___ Page ___
A Queens man was busted for using a string of fake IDs, including the names of some of his own relatives, to trick the IRS into cutting him roughly $1.4 million in refund checks, federal authorities said Wednesday.

Zahirul Reday, of Woodside, used at least eight names, some of them belonging to family members who have since left the U.S., and opened credit cards in their names to overpay their federal taxes since at least 2013, according to a criminal complaint.

The IRS would then send U.S. Treasury checks refunding the over-payments, which he deposited into his own bank accounts, the complaint alleges.

One of the names he used, Mohammad Hossain, sent up red flags back in 2011, when the state DMV realized Reday had assumed Hossain’s identity eight years earlier to get a driver’s license.

The DMV couldn’t pursue criminal charges because the statute of limitations had passed, but state officials pursued an administrative case and got him to admit to making false statements on a DMV application.

Even so, Reday kept using Hossain’s name to open a credit card, which he used to make at least 20 payments to the IRS in the name of a taxpayer other than himself, the complaint alleges.

When federal agents raided his basement apartment Tuesday, they found an uncashed Treasury check for more than $57,000, as well as $40,000 cash, about 375 credit cards with various names on them, and two unlicensed handguns, the feds allege.

Reday, who was arrested Wednesday, appeared before a Brooklyn magistrate judge and ordered held until his bail hearing Thursday.
___ Data block ___
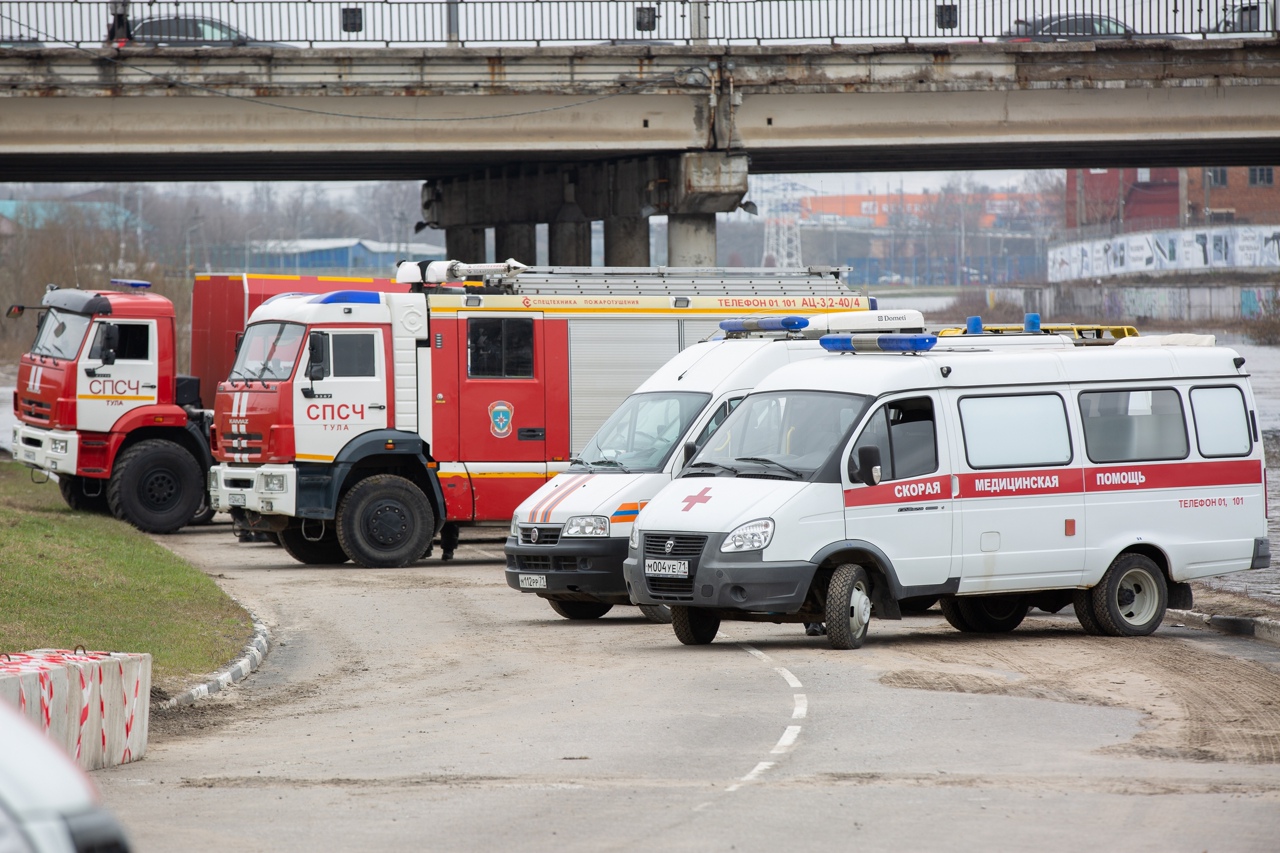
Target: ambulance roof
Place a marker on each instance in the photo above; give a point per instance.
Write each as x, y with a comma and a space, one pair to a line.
885, 373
___
**What you need to do**:
(1) List everything the article on the Queens refund scheme says federal agents found when they raided the basement apartment.
(2) Reproduce the passage of the article on the Queens refund scheme starting with "Zahirul Reday, of" and going on through "a DMV application.".

**The answers**:
(1)
- An uncashed Treasury check for more than $57,000
- $40,000 cash
- About 375 credit cards with various names on them
- Two unlicensed handguns

(2)
Zahirul Reday, of Woodside, used at least eight names, some of them belonging to family members who have since left the U.S., and opened credit cards in their names to overpay their federal taxes since at least 2013, according to a criminal complaint.

The IRS would then send U.S. Treasury checks refunding the over-payments, which he deposited into his own bank accounts, the complaint alleges.

One of the names he used, Mohammad Hossain, sent up red flags back in 2011, when the state DMV realized Reday had assumed Hossain’s identity eight years earlier to get a driver’s license.

The DMV couldn’t pursue criminal charges because the statute of limitations had passed, but state officials pursued an administrative case and got him to admit to making false statements on a DMV application.